Only lines containing "pole" belong in the answer, each copied from the entries below.

--------

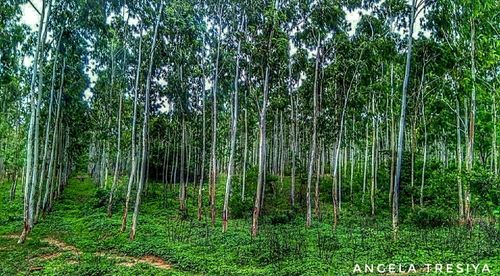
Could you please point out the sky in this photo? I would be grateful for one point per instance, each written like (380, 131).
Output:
(31, 18)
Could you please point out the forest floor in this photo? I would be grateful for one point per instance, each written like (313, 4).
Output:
(77, 237)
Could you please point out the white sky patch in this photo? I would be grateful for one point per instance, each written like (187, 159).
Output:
(30, 17)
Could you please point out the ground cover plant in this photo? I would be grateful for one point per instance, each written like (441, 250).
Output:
(221, 137)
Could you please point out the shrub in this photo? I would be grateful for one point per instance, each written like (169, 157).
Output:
(430, 217)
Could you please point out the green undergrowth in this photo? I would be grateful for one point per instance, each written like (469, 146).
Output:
(284, 245)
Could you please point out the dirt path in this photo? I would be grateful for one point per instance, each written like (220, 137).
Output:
(121, 260)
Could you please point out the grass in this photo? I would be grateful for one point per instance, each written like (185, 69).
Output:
(284, 245)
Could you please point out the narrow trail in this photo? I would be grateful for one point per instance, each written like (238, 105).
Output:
(76, 193)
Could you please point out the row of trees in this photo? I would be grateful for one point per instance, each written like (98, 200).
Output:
(187, 90)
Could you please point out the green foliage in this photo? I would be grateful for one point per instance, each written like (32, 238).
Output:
(430, 217)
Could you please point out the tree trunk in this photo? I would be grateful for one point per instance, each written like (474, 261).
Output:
(47, 132)
(213, 158)
(145, 129)
(234, 128)
(312, 155)
(402, 123)
(133, 151)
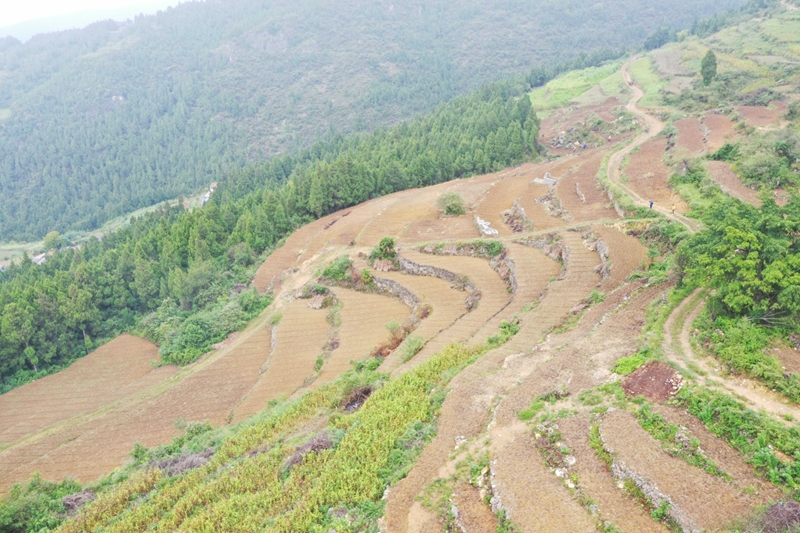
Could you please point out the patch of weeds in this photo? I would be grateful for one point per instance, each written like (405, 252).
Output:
(507, 330)
(505, 525)
(339, 270)
(451, 204)
(596, 444)
(596, 297)
(626, 365)
(412, 347)
(385, 249)
(589, 398)
(530, 412)
(675, 441)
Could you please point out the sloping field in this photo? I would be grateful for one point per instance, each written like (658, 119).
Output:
(729, 182)
(702, 500)
(534, 270)
(209, 390)
(690, 135)
(648, 175)
(626, 254)
(494, 298)
(720, 131)
(115, 370)
(520, 471)
(762, 117)
(501, 196)
(300, 338)
(364, 319)
(578, 191)
(598, 482)
(447, 303)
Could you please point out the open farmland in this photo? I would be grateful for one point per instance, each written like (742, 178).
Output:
(532, 420)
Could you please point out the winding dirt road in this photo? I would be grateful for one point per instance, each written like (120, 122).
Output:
(654, 127)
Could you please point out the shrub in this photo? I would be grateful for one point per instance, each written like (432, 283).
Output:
(412, 347)
(626, 365)
(451, 203)
(339, 270)
(384, 249)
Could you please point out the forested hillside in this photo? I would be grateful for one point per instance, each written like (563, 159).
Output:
(173, 274)
(98, 122)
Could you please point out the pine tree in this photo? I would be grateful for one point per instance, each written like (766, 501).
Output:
(708, 68)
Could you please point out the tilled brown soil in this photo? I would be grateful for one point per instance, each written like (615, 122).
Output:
(655, 381)
(731, 183)
(648, 175)
(690, 135)
(117, 369)
(626, 254)
(597, 481)
(762, 117)
(720, 131)
(700, 499)
(364, 320)
(474, 516)
(743, 475)
(579, 192)
(547, 505)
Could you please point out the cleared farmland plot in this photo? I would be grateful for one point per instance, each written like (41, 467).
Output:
(364, 317)
(300, 338)
(625, 252)
(690, 135)
(700, 500)
(447, 304)
(119, 368)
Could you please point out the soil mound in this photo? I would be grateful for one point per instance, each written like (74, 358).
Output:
(655, 381)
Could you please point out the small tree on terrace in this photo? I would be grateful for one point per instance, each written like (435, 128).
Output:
(708, 67)
(451, 204)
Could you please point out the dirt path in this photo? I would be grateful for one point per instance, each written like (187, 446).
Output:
(678, 348)
(654, 127)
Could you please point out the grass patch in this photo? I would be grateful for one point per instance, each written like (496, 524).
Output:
(412, 347)
(644, 74)
(558, 92)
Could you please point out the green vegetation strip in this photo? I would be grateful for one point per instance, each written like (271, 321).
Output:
(247, 485)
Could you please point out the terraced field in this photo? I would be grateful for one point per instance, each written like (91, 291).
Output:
(572, 278)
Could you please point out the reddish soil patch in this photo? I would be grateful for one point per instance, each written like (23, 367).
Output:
(300, 338)
(700, 501)
(501, 197)
(579, 192)
(599, 484)
(473, 515)
(91, 449)
(625, 252)
(690, 135)
(720, 131)
(114, 371)
(364, 318)
(762, 117)
(648, 175)
(716, 449)
(655, 381)
(731, 183)
(789, 358)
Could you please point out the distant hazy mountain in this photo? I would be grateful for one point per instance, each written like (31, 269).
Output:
(27, 29)
(116, 116)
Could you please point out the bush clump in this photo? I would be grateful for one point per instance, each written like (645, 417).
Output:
(451, 204)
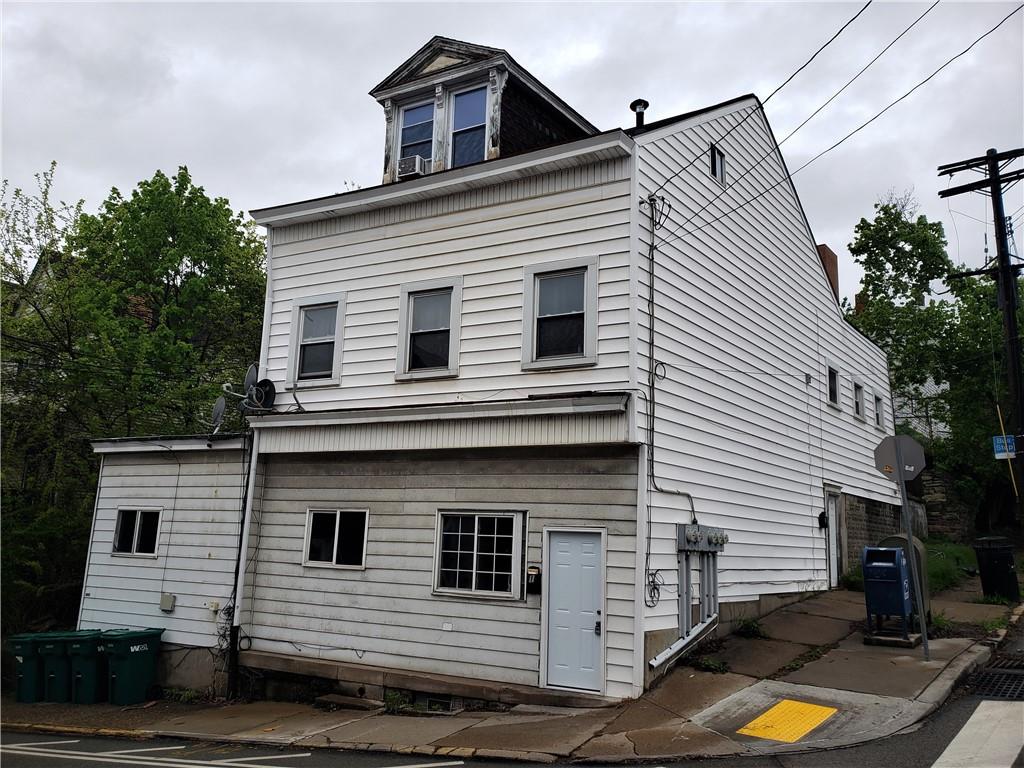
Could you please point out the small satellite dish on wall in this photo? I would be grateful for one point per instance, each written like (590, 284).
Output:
(263, 393)
(218, 413)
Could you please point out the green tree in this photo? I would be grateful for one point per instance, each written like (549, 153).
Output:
(121, 323)
(954, 342)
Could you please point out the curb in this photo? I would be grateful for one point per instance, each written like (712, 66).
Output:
(424, 750)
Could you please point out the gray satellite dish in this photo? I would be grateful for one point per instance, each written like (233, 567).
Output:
(218, 413)
(263, 393)
(251, 375)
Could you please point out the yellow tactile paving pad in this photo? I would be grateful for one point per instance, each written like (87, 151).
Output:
(787, 721)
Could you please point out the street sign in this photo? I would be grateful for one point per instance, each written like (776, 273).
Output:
(909, 449)
(1004, 446)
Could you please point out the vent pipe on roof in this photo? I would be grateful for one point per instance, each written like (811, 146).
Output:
(639, 105)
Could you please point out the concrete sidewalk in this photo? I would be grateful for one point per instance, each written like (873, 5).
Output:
(810, 684)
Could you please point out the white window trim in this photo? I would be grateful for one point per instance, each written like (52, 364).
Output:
(401, 372)
(292, 380)
(337, 531)
(529, 297)
(450, 120)
(518, 565)
(839, 385)
(134, 544)
(863, 399)
(433, 136)
(877, 414)
(720, 157)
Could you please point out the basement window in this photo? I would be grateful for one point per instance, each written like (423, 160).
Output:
(136, 531)
(336, 538)
(479, 553)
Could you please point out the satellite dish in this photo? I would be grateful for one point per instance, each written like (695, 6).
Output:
(218, 413)
(263, 393)
(251, 375)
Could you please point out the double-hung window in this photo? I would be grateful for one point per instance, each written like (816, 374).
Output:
(136, 531)
(560, 314)
(469, 120)
(834, 386)
(429, 329)
(336, 538)
(417, 131)
(479, 553)
(858, 400)
(315, 347)
(717, 164)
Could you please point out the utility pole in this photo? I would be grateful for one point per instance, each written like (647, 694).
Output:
(1005, 272)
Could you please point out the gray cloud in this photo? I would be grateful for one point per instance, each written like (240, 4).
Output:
(266, 102)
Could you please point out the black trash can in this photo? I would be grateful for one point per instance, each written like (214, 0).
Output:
(995, 563)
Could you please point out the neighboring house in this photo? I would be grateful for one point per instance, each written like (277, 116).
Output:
(480, 455)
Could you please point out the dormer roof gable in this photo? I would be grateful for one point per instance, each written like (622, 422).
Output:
(438, 54)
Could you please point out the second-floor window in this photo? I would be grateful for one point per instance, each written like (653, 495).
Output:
(428, 333)
(560, 322)
(469, 115)
(418, 131)
(315, 344)
(316, 341)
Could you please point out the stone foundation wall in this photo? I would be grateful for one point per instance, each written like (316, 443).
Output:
(866, 521)
(947, 516)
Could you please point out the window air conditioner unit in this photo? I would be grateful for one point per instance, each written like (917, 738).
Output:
(412, 167)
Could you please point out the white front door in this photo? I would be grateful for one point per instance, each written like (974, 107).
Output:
(832, 538)
(576, 624)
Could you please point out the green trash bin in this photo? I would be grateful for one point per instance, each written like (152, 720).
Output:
(28, 668)
(52, 646)
(131, 658)
(88, 667)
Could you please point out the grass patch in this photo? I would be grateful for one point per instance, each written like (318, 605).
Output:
(710, 664)
(945, 563)
(941, 623)
(750, 628)
(853, 580)
(992, 625)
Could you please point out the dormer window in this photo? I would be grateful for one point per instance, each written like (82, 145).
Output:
(468, 126)
(418, 131)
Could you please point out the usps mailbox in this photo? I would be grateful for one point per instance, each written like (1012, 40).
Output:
(887, 586)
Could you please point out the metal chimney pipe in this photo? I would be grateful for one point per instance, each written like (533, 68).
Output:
(639, 107)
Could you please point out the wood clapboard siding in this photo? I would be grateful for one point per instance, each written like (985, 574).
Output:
(197, 545)
(486, 237)
(744, 312)
(388, 614)
(452, 433)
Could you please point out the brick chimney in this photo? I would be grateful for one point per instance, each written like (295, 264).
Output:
(830, 262)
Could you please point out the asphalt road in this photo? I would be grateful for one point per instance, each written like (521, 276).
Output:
(919, 749)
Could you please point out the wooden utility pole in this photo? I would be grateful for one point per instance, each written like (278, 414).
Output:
(1005, 272)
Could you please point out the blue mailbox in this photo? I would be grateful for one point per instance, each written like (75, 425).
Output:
(887, 586)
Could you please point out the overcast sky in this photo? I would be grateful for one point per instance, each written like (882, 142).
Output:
(266, 103)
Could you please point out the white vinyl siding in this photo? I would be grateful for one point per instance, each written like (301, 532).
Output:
(390, 614)
(486, 237)
(744, 315)
(196, 549)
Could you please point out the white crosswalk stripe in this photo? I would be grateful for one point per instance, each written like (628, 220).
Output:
(991, 738)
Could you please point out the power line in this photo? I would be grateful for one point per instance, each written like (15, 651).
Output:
(827, 101)
(856, 130)
(782, 85)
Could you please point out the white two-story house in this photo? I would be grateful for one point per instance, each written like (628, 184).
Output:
(505, 377)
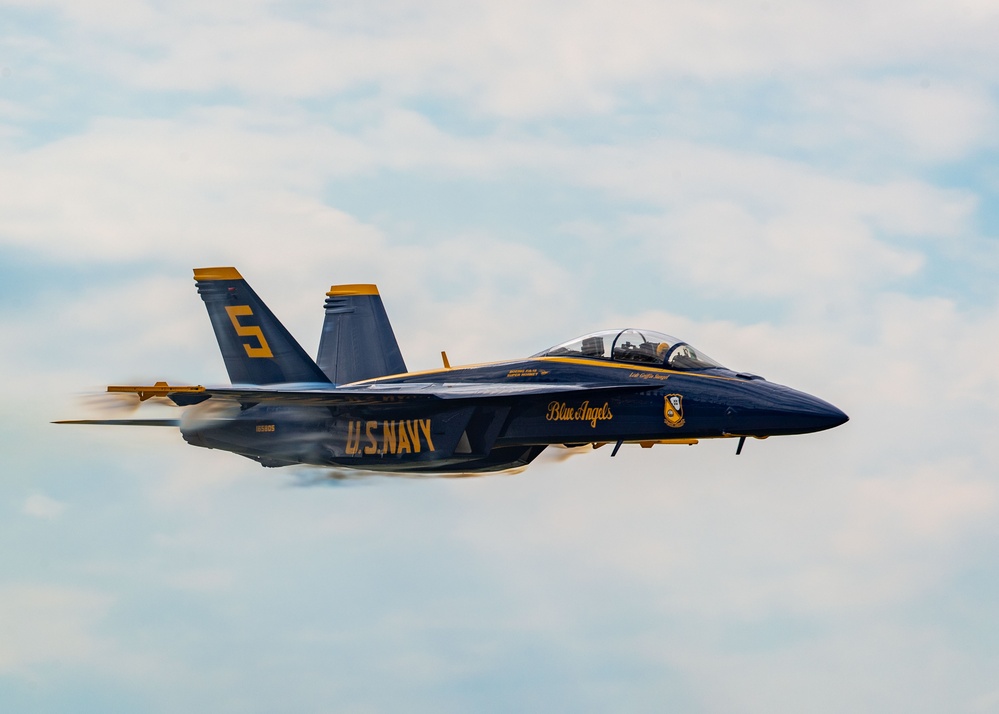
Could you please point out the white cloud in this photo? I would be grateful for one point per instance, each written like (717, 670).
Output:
(45, 624)
(41, 506)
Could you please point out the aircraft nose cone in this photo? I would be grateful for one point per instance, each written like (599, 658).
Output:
(778, 410)
(812, 413)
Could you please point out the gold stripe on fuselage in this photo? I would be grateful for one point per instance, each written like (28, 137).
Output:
(561, 360)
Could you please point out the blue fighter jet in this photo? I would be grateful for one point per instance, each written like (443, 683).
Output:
(356, 406)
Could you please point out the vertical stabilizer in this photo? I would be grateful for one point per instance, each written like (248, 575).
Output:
(257, 349)
(357, 342)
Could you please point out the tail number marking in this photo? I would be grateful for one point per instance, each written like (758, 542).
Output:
(237, 311)
(388, 437)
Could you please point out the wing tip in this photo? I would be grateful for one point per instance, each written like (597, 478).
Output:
(219, 273)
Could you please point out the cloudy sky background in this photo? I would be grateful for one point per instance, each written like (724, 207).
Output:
(803, 190)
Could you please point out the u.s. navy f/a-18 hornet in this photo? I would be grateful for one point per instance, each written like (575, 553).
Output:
(356, 406)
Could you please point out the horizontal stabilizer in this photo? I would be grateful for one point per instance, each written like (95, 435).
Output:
(412, 392)
(122, 422)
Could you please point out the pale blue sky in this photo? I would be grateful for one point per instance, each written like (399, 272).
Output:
(803, 190)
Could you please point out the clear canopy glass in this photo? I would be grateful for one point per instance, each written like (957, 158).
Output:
(634, 346)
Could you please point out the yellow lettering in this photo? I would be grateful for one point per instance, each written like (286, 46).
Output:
(425, 428)
(414, 435)
(560, 411)
(353, 437)
(372, 446)
(388, 437)
(404, 439)
(237, 311)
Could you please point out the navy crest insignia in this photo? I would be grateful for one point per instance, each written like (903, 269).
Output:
(673, 410)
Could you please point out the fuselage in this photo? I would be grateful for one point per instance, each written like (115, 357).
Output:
(618, 403)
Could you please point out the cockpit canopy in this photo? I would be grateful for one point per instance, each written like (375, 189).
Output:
(634, 346)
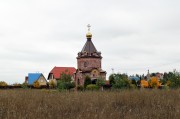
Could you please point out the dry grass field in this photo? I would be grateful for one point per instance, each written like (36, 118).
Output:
(127, 104)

--------

Solution for this task
Could you please point out the utility pole in this photo? I would be grateful for one point per instance, each written like (647, 694).
Could you please point out the wooden utility pole in this photo? I would be grateful for one point per instance, each written like (278, 414).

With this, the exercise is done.